The scatter plots in Fig. S16 show how well the computed dot product results matched the ground truth, under
different photon budgets. The average number of photons detected during these experiments were different, since
they were determined by detector integration time. With higher photon budgets, the error decreases as the noise
contribution to the error decreases. For a higher photon budget (>1 photon per multiplication), the RMS error stops
decreasing and is instead limited by systematic error due to imperfections in the setup. The four scatter plots in Fig.
S16) correspond to the total RMSE data point of the same color in Figure 2b in the main text.
23
Part III
Optical Neural Network for Image Classification
13. TRAINING PROTOCOL OF NOISE RESILIENT OPTICAL NEURAL NETWORKS
For handwritten digit classification (MNIST database), we trained a 3-layer neural network with full connections
(i.e., a multilayer perceptron, MLP). The inputs are 8-bit grayscale images of size 28 × 28 = 784 total pixels, followed
by two fully-connected hidden layers, each comprising 100 neurons with ReLU as the nonlinear activation function.
The output layer has 10 neurons, with each neuron corresponding to a digit from 0 to 9. The neural network was
implemented and trained in PyTorch (1.7.0). To improve the robustness of the model to numerical error, we employed
several techniques during training:
1. Quantization-aware training (QAT): The activation of neurons were quantized to 4 bits and weights to 5 bits
to adapt to the numerical precision of the setup. For example, for vector size of 784, we found the SNR of
dot products is equivalent to ∼4-bit numerical precision. Even though the SLM could be controlled with 8-bit
numbers, we decided to quantize its weight to 5 bits, which matched better with its extinction ratio of 50 and
did not seem to have any negative impact on MLP accuracy. To reduce the numerical sensitivity caused by
quantization (e.g., in the regular nearest neighbor scheme, 0.49 is rounded down to 0, while 0.51 is rounded
up to 1), we used random digitization between the adjacent levels, which was observed to improve the model
robustness against random noise. We found that a few (6-12) warm-up training epochs with full 32-bit float
precision helped to protect the model from aggressive quantization in the initial stage, after which the application
of quantization noise was less likely to derail the training process, but still helped to fine-tune the parameters.
2. Data augmentation with random image transform and convolution: To improve model tolerance to potential
hardware imperfections, we imitated similar kinds of errors on input images. For example, the misalignment
was modeled as random rotation (within ±5◦ ) and translation (±4% of image size in any direction), mismatched
zoom factor as random zooming (±4% of image size), and intra-pixel crosstalk as a mild convolution with a
3 × 3 blurring kernel. We observed that these measures not only helped to improve model immunity to imaging
error, but also improved overall model accuracy and robustness to photon noise by reducing overfitting with
regularization. The data augmentation was only performed on the input layer rather than all hidden layers, due
to computational complexity and the observation that hidden layers were usually more sparse, making crosstalk
between neighboring pixels was less of an issue.
3. Optimizing training parameters: We used a stochastic gradient optimizer for training with a learning rate
typically between 0.03 and 0.05, and a momentum between 0.7 and 1. Learning rate decay was applied every
20 epochs with a decaying rate between 0.3 and 0.5. The training parameters were randomly generated within
the range for different trials of training, and fine-tuned by using the package Optuna [11].

**Data provided**
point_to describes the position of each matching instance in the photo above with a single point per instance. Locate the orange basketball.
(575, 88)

**Problem set**
a – List the names of the numbered techniques that the excerpt on optical neural network training says were used during training.
b – Reproduce word for word the passage of the excerpt on optical neural network training starting at "3. Optimizing training" and ending at "package Optuna [11].".
The material comes from a different source than the excerpt.

**Worked solutions**
a –
1. Quantization-aware training (QAT)
2. Data augmentation with random image transform and convolution
3. Optimizing training parameters

b –
3. Optimizing training parameters: We used a stochastic gradient optimizer for training with a learning rate
typically between 0.03 and 0.05, and a momentum between 0.7 and 1. Learning rate decay was applied every
20 epochs with a decaying rate between 0.3 and 0.5. The training parameters were randomly generated within
the range for different trials of training, and fine-tuned by using the package Optuna [11].